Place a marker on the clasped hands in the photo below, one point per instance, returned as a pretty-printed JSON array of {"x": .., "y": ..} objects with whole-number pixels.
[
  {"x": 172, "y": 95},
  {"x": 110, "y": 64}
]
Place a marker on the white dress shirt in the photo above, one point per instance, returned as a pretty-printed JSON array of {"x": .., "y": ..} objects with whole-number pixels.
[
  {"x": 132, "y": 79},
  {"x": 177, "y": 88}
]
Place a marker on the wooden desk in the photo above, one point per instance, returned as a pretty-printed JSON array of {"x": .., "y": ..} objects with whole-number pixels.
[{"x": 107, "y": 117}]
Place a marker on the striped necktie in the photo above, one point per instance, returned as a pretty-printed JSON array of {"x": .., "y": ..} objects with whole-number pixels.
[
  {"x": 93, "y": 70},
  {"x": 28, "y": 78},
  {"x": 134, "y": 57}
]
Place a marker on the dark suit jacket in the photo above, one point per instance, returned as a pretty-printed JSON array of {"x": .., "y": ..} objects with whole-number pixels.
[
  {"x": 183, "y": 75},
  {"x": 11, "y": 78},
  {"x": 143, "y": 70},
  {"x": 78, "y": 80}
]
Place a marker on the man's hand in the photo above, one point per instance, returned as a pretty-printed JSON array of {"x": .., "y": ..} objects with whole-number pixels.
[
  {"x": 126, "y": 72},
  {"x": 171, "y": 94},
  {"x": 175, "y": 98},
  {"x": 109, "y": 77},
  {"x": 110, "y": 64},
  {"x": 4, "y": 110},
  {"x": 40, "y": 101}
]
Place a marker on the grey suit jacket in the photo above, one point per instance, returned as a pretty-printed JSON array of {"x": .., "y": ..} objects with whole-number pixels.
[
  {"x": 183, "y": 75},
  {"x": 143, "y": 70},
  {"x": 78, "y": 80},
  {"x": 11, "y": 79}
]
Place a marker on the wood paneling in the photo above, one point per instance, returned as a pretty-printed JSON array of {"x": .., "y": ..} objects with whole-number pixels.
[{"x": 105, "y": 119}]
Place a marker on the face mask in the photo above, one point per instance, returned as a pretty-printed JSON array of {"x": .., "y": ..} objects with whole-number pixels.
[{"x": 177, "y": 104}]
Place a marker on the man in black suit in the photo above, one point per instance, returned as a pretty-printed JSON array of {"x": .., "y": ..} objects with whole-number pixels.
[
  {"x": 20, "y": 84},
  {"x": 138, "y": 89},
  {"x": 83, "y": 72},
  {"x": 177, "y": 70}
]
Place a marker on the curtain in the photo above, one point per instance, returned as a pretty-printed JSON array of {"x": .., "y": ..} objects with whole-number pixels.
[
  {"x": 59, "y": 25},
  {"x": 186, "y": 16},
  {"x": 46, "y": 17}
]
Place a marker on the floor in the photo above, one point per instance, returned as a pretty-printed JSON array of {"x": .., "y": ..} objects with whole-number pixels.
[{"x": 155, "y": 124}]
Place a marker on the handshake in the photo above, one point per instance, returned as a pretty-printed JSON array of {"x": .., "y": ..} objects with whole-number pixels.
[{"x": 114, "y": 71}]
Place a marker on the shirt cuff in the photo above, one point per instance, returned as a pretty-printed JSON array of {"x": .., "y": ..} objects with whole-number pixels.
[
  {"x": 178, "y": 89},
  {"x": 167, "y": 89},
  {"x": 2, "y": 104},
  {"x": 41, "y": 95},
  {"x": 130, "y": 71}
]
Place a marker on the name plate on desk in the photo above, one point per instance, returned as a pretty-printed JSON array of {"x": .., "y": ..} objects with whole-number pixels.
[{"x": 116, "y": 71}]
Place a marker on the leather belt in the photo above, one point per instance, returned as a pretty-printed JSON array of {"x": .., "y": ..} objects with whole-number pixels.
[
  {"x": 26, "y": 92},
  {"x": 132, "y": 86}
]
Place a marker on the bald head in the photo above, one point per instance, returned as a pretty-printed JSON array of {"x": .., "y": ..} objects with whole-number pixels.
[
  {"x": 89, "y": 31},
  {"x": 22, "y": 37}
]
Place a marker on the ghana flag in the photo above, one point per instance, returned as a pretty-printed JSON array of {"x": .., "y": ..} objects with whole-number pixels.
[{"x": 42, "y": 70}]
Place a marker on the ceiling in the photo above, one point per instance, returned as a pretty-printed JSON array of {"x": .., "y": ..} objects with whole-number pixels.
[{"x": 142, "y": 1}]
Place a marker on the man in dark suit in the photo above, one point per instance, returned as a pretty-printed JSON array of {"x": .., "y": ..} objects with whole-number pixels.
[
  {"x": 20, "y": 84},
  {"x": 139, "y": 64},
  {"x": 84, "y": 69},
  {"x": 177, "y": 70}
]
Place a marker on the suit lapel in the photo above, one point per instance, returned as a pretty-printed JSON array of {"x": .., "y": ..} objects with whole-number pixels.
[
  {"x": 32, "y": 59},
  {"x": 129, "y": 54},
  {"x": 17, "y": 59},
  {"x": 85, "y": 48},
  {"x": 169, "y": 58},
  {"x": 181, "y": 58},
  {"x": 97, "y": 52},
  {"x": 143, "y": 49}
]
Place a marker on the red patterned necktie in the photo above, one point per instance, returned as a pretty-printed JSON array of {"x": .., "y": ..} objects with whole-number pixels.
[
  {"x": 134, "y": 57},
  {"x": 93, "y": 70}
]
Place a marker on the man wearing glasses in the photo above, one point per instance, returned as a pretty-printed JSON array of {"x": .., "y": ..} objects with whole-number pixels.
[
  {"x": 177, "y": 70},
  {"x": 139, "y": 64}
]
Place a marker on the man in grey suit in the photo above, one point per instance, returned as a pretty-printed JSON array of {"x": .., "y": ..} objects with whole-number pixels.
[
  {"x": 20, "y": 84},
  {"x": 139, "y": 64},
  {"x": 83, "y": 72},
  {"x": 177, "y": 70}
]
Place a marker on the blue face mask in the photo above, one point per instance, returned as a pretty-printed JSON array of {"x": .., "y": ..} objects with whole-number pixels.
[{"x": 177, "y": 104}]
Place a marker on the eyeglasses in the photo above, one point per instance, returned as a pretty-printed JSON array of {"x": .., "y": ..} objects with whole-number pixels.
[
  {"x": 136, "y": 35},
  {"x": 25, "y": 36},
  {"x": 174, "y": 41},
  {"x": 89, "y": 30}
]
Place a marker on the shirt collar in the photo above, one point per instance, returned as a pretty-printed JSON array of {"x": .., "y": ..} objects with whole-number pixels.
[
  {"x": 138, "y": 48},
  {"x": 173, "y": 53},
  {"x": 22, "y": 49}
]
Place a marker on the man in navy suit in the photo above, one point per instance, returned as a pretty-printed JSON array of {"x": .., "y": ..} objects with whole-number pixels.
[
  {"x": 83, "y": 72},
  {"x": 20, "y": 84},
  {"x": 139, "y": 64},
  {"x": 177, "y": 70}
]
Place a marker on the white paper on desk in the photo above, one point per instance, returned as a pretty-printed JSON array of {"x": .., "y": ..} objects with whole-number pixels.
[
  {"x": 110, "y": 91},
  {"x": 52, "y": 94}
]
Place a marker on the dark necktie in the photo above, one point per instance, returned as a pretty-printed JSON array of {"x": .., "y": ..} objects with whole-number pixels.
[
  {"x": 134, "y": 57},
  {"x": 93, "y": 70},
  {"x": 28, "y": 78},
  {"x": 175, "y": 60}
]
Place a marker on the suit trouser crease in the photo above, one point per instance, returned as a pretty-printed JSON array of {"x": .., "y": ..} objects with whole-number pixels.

INSTRUCTIONS TO FOLLOW | Only the lines from the one holding "Place a marker on the white paper" to the end of the entries above belong in the answer, each copied exactly.

RESPONSE AREA |
Place a marker on the white paper on desk in the photo above, one point per instance, returned as a pretty-printed JSON array of {"x": .., "y": ..} objects with whole-number pixels.
[
  {"x": 110, "y": 91},
  {"x": 52, "y": 94}
]
Place a marker on the dark necktie in the photo above, one point per instance, returned as a pretty-printed JSON array of {"x": .., "y": ..} objects with whole-number pixels.
[
  {"x": 134, "y": 57},
  {"x": 93, "y": 70},
  {"x": 28, "y": 78},
  {"x": 175, "y": 60}
]
Place a marker on the suit trouser crease in the photo above, one point per instance, returned as a pretty-printed JSON array of {"x": .., "y": ..} objects with whole-number pixels.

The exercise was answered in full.